Records provided Block Start

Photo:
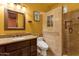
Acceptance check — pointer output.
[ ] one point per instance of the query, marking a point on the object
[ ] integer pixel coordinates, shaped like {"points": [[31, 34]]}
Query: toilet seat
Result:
{"points": [[42, 45]]}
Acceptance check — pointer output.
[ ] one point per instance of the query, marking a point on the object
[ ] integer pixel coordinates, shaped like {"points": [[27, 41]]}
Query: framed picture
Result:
{"points": [[14, 20], [36, 16], [49, 21]]}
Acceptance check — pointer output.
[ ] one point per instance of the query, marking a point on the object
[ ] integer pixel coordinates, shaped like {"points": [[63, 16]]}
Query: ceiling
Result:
{"points": [[43, 7]]}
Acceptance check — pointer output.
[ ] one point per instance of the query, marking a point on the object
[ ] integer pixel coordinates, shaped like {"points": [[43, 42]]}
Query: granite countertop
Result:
{"points": [[4, 41]]}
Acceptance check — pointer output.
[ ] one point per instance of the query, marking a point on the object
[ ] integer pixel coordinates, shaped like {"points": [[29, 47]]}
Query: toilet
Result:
{"points": [[42, 46]]}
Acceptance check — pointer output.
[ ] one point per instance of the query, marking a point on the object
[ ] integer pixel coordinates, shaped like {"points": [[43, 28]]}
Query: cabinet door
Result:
{"points": [[26, 51]]}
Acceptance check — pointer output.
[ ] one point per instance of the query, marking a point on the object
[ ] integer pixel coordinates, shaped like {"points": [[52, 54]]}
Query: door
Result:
{"points": [[74, 34], [52, 30]]}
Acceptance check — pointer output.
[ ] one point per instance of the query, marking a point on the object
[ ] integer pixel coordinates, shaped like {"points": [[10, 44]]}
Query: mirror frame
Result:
{"points": [[6, 23]]}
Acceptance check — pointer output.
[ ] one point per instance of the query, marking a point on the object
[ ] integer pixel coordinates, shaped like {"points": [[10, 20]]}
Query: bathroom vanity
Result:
{"points": [[19, 46]]}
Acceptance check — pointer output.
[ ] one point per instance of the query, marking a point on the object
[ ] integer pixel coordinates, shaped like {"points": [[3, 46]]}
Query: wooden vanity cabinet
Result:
{"points": [[22, 48]]}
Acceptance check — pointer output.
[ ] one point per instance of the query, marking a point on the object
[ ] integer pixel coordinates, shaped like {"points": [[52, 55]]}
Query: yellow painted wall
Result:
{"points": [[70, 6], [34, 27]]}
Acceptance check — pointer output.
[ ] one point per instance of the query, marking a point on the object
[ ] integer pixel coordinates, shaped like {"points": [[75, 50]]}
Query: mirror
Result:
{"points": [[14, 20]]}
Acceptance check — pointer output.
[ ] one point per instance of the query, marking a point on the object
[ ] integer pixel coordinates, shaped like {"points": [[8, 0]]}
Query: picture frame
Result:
{"points": [[36, 16], [14, 20]]}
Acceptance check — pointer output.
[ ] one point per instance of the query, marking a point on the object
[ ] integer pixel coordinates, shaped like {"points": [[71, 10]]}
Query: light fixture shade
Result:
{"points": [[18, 8], [23, 9], [11, 6]]}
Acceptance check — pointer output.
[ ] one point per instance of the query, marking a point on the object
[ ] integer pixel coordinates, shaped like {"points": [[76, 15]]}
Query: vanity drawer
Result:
{"points": [[34, 42], [17, 45]]}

Records provided Block End

▶ **Exercise brief**: Give the entries again without a single change, but with no pictures.

▶ **Exercise answer**:
Photo:
Acceptance check — pointer output.
[ ] one point per instance of the query, marking a point on the object
[ ] integer pixel coordinates, shaped like {"points": [[31, 34]]}
Query: toilet seat
Result:
{"points": [[42, 45]]}
Acceptance check — pointer output.
[ ] one point per instance of the query, marking a point on the object
[ ] integer pixel coordinates, shaped like {"points": [[27, 41]]}
Query: framed picture
Result:
{"points": [[14, 20], [36, 16], [49, 21]]}
Acceptance check — pointer output.
[ ] one point per instance of the query, marking a point on the object
[ ] integer pixel coordinates, shaped like {"points": [[63, 16]]}
Query: ceiling
Result:
{"points": [[43, 7]]}
Acceptance check — pointer output.
[ ] one point per instance of the query, marking a point on the object
[ ] integer pixel coordinates, shaped like {"points": [[43, 42]]}
Query: granite countertop
Result:
{"points": [[4, 41]]}
Acceptance check — pointer output.
[ ] one point per instance of the query, marking a point on the object
[ ] integer pixel coordinates, shaped like {"points": [[29, 47]]}
Query: toilet
Result:
{"points": [[42, 46]]}
Acceptance check — pointer output.
[ ] one point per instance of the query, marking a point on the object
[ ] integer pixel coordinates, shaped like {"points": [[43, 28]]}
Query: cabinet door
Result:
{"points": [[26, 51]]}
Acceptance check — pointer output.
[ ] one point per instance of the query, marking a point on the object
[ ] integer pixel coordinates, shaped like {"points": [[52, 54]]}
Query: door
Result:
{"points": [[74, 34], [52, 30]]}
Acceptance check — pointer output.
[ ] one point per instance of the query, marking a point on the object
[ ] integer pixel coordinates, shaped like {"points": [[10, 44]]}
Query: mirror frame
Result:
{"points": [[6, 23]]}
Acceptance check — pointer output.
[ ] one point per instance of the query, marking a point on the object
[ ] integer pixel coordinates, shaped like {"points": [[10, 20]]}
Query: bathroom vanity
Result:
{"points": [[19, 46]]}
Acceptance check — pointer output.
[ ] one point per instance of the query, marking a point on the object
[ ] integer pixel coordinates, shaped like {"points": [[3, 46]]}
Query: wooden vanity cabinet
Result:
{"points": [[22, 48]]}
Acceptance check — pointer output.
[ ] one point per instance of the query, marking a point on the object
[ ] integer pixel coordinates, shaped like {"points": [[52, 55]]}
Query: yellow painted wall
Result:
{"points": [[70, 6], [34, 27]]}
Acceptance check — pointer output.
[ ] one point per instance of the query, marking a point on the object
[ ] integer pixel coordinates, shaped like {"points": [[75, 50]]}
Query: mirror
Result:
{"points": [[14, 20]]}
Acceptance check — pointer output.
[ ] one point per instance of the query, marking a point on the object
[ ] integer pixel coordinates, shaped like {"points": [[8, 0]]}
Query: picture frame
Result:
{"points": [[36, 16], [14, 20]]}
Acceptance check — pointer output.
[ ] one point per instance of the query, marking a point on the object
[ ] integer pixel coordinates, shaped like {"points": [[71, 10]]}
Query: light fixture shade
Result:
{"points": [[18, 8], [23, 9], [11, 6]]}
Acceptance check — pointer output.
[ ] one point per instance of the query, marking a point on the object
[ ] integer pixel coordinates, shaped like {"points": [[76, 15]]}
Query: vanity drawer
Result:
{"points": [[34, 42], [17, 45]]}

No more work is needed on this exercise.